[Dataset entries]
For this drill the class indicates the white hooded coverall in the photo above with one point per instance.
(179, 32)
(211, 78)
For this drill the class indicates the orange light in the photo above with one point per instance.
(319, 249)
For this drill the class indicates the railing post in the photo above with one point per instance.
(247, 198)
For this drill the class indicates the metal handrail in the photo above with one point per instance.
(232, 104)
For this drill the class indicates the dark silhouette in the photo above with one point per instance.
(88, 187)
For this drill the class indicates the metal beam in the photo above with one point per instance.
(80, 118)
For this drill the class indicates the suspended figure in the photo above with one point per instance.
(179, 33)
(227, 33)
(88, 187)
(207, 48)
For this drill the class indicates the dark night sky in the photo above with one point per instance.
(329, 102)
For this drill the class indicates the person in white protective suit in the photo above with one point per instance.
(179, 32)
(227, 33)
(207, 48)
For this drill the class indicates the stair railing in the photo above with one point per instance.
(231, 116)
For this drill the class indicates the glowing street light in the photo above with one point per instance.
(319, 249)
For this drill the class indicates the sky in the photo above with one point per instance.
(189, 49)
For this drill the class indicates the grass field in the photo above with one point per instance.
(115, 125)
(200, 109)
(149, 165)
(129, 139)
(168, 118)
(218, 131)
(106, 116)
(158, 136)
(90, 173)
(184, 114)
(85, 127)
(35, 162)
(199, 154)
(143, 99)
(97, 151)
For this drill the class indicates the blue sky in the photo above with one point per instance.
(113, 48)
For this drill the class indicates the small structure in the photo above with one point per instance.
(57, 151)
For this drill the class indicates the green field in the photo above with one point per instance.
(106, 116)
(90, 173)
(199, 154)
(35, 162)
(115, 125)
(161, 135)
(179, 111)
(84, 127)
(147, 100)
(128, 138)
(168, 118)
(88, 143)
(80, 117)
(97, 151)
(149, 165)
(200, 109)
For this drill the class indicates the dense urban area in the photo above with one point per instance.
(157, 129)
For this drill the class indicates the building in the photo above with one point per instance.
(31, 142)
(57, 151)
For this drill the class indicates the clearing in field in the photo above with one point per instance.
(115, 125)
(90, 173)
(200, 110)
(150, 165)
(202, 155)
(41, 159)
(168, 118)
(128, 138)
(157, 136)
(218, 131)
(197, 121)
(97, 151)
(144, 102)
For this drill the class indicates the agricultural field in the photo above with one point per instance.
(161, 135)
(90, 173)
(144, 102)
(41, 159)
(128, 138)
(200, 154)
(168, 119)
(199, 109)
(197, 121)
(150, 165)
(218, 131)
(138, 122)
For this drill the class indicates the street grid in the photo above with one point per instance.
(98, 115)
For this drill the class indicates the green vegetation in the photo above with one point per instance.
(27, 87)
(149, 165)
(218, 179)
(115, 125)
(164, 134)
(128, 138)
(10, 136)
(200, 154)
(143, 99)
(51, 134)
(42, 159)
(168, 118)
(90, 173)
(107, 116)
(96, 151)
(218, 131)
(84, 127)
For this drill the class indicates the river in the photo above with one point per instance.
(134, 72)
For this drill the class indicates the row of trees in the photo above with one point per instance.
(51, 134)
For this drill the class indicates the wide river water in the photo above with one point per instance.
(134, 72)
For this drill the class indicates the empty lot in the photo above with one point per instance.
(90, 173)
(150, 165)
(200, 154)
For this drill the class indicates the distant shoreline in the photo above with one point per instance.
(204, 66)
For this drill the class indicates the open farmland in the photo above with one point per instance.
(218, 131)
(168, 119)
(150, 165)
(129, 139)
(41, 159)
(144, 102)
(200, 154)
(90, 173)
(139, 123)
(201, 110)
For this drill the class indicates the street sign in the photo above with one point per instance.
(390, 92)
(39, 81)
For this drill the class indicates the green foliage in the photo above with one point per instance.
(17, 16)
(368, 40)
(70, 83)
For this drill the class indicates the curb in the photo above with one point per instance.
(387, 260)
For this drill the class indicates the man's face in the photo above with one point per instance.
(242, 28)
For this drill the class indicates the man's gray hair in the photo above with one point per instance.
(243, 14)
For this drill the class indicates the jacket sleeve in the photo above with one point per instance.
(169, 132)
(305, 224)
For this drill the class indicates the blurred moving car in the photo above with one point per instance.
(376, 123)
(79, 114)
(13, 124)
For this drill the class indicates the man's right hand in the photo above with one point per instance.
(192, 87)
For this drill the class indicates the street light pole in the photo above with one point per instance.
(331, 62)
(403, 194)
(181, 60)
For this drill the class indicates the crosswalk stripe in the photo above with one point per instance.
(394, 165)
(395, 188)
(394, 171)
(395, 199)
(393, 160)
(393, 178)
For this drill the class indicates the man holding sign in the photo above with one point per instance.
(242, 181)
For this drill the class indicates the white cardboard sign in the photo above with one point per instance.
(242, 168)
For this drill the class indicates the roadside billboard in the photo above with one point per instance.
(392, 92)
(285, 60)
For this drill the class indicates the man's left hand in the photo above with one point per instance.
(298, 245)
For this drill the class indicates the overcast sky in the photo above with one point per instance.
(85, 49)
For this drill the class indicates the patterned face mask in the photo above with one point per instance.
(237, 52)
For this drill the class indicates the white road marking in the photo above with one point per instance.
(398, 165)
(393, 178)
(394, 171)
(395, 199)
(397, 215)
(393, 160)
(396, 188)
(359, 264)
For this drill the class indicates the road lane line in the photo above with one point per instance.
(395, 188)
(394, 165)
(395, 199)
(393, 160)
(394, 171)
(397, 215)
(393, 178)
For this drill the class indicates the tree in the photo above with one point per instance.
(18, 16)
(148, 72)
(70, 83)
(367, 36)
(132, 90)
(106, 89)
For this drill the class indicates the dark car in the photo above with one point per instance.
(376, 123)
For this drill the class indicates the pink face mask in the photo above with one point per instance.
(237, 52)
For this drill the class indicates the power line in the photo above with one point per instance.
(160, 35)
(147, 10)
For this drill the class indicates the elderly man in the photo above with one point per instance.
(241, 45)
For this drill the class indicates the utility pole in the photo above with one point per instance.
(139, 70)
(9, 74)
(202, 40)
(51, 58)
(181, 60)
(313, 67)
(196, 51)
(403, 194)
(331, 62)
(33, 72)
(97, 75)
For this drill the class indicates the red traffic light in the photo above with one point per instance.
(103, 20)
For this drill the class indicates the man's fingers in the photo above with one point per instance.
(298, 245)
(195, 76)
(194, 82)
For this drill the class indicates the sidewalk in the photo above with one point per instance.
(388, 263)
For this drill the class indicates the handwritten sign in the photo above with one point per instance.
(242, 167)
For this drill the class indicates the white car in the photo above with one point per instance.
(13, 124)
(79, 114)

* Exercise aim: A word-for-word copy of all the entries above is required.

* Your response:
For this drill the class indicates the white hooded coverall in the photo above with one point per instance.
(179, 32)
(211, 78)
For this drill the class indicates the orange light in the photo above with one point per instance.
(319, 249)
For this drill the class indicates the railing post in the photo above with one point per instance.
(247, 198)
For this drill the class indicates the metal handrail in the photo above with one point per instance.
(232, 104)
For this drill the class indicates the dark silhouette in the photo above with one point per instance.
(88, 187)
For this drill the class indicates the metal beam in the photo above with one point per instance.
(80, 118)
For this drill the class indicates the suspended figure in the photo above with one point per instance.
(179, 33)
(227, 33)
(88, 187)
(207, 48)
For this drill the class indicates the dark night sky in the photo above with one point per instance.
(329, 102)
For this drill the class indicates the person in white protective suit in the photo above with one point per instance.
(179, 32)
(227, 33)
(207, 48)
For this drill the class indicates the stair railing in the photo above with one point per instance.
(231, 116)
For this drill the class indicates the glowing street light in the photo above with one point per instance.
(319, 249)
For this drill the class indicates the sky in the photo above with one point per instance.
(189, 49)
For this drill the class indicates the grass field in the photo above with one point per instance.
(115, 125)
(200, 109)
(149, 165)
(129, 139)
(168, 118)
(218, 131)
(106, 116)
(158, 136)
(90, 173)
(184, 114)
(85, 127)
(35, 162)
(199, 154)
(143, 99)
(97, 151)
For this drill the class indicates the blue sky in the photo above with one point per instance.
(113, 48)
For this drill the class indicates the small structure in the photo above with one point per instance.
(57, 151)
For this drill the class indicates the green field in the photo above with one point per instance.
(106, 116)
(90, 173)
(199, 154)
(35, 162)
(115, 125)
(161, 135)
(179, 111)
(84, 127)
(147, 100)
(128, 138)
(168, 118)
(88, 143)
(80, 117)
(97, 151)
(149, 165)
(200, 109)
For this drill the class indicates the dense urban area in the photo above with one point per instance.
(157, 129)
For this drill the class indicates the building in the photo above with one point per instance.
(31, 142)
(57, 151)
For this drill the class indicates the clearing in field in the photo above with one point per instance.
(115, 125)
(90, 173)
(200, 110)
(150, 165)
(202, 155)
(41, 159)
(168, 118)
(128, 138)
(157, 136)
(218, 131)
(197, 121)
(97, 151)
(144, 102)
For this drill the class indicates the agricultural field in the photo above with one point per instance.
(161, 135)
(90, 173)
(144, 102)
(41, 159)
(128, 138)
(200, 154)
(168, 119)
(199, 109)
(197, 121)
(150, 165)
(218, 131)
(138, 122)
For this drill the class indicates the street grid in the photo above with one point per instance.
(98, 115)
For this drill the class indicates the green vegetation in the photo above with one point per instance.
(27, 87)
(149, 165)
(218, 179)
(115, 125)
(164, 134)
(128, 138)
(10, 136)
(200, 154)
(143, 99)
(51, 134)
(42, 159)
(168, 118)
(90, 173)
(107, 116)
(96, 151)
(218, 131)
(84, 127)
For this drill the class indicates the river in the photo above with one point per instance.
(134, 72)
For this drill the class indicates the row of trees in the photo above with one point per instance.
(51, 134)
For this drill the class indicates the wide river water in the photo above with one point per instance.
(134, 72)
For this drill the class indicates the empty lot in the photo above with one point per instance.
(90, 173)
(150, 165)
(200, 154)
For this drill the class indicates the distant shoreline in the photo above with one point per instance.
(204, 66)
For this drill the class indicates the open farmland in the photo above with one point per instance.
(218, 131)
(168, 119)
(150, 165)
(129, 139)
(41, 159)
(144, 102)
(200, 154)
(90, 173)
(139, 123)
(201, 110)
For this drill the class indicates the street sign in the photo above with one point per instance.
(390, 92)
(39, 81)
For this drill the class indicates the green foliage in the photo above with one point per instance.
(17, 16)
(368, 40)
(70, 83)
For this drill the class indicates the curb in the photo above with one point per instance.
(387, 260)
For this drill the class indicates the man's face in the photo above with one point per instance.
(242, 28)
For this drill the class indicates the man's gray hair in the photo above with one point per instance.
(243, 14)
For this drill the class indicates the jacket sleeve in the photo above with one point per instance.
(169, 132)
(305, 224)
For this drill the class indicates the blurred moving car in the photo above with one point per instance.
(376, 123)
(79, 114)
(13, 124)
For this drill the class indicates the man's right hand in the photo above with one point per instance.
(192, 87)
For this drill the class indicates the street light pole in the photo above with one point per instance.
(331, 62)
(403, 194)
(181, 60)
For this drill the class indicates the crosswalk stripe in the photo above with one point per instance.
(394, 165)
(395, 188)
(394, 171)
(395, 199)
(393, 160)
(393, 178)
For this drill the class indicates the man holding sign in the photo above with one point per instance.
(242, 181)
For this drill the class indicates the white cardboard sign in the photo above with one point per instance.
(242, 168)
For this drill the class indicates the roadside billboard in the photo above with one point per instance.
(392, 92)
(285, 60)
For this drill the class indicates the man's left hand in the photo above with one point per instance.
(298, 245)
For this drill the class indicates the overcast sky in the photo above with one point per instance.
(85, 49)
For this drill the class indicates the patterned face mask in the photo above with one point per instance.
(237, 52)
For this drill the class indicates the white road marking in the photo above with one point per instance.
(398, 165)
(393, 178)
(394, 171)
(395, 199)
(397, 215)
(393, 160)
(396, 188)
(359, 264)
For this drill the class indicates the road lane line in the photo above with one point per instance.
(395, 188)
(394, 165)
(395, 199)
(393, 160)
(394, 171)
(397, 215)
(393, 178)
For this drill the class indicates the tree in the photo above with one point per instance.
(18, 16)
(148, 72)
(70, 83)
(367, 36)
(132, 90)
(106, 89)
For this drill the class indicates the dark car in the photo above with one point per instance.
(376, 123)
For this drill the class indicates the pink face mask in the photo above with one point per instance.
(237, 52)
For this drill the class indicates the power line in the photo above with one point per instance.
(160, 35)
(147, 10)
For this drill the class indicates the elderly man in the photo above with one point per instance.
(241, 45)
For this drill the class indicates the utility pole in the photo above with one point per instance.
(139, 70)
(9, 74)
(202, 40)
(51, 58)
(181, 60)
(313, 67)
(196, 51)
(403, 194)
(331, 62)
(33, 72)
(97, 75)
For this drill the class indicates the red traffic light in the photo above with one point per instance.
(103, 20)
For this drill the class indicates the man's fingers in the photo above with one point per instance.
(298, 245)
(195, 76)
(194, 82)
For this drill the class indicates the sidewalk in the photo above with one point per instance.
(388, 263)
For this drill the class indicates the handwritten sign in the photo above with one point per instance.
(242, 167)
For this drill the class indicates the white car in the photo above with one point per instance.
(13, 124)
(79, 114)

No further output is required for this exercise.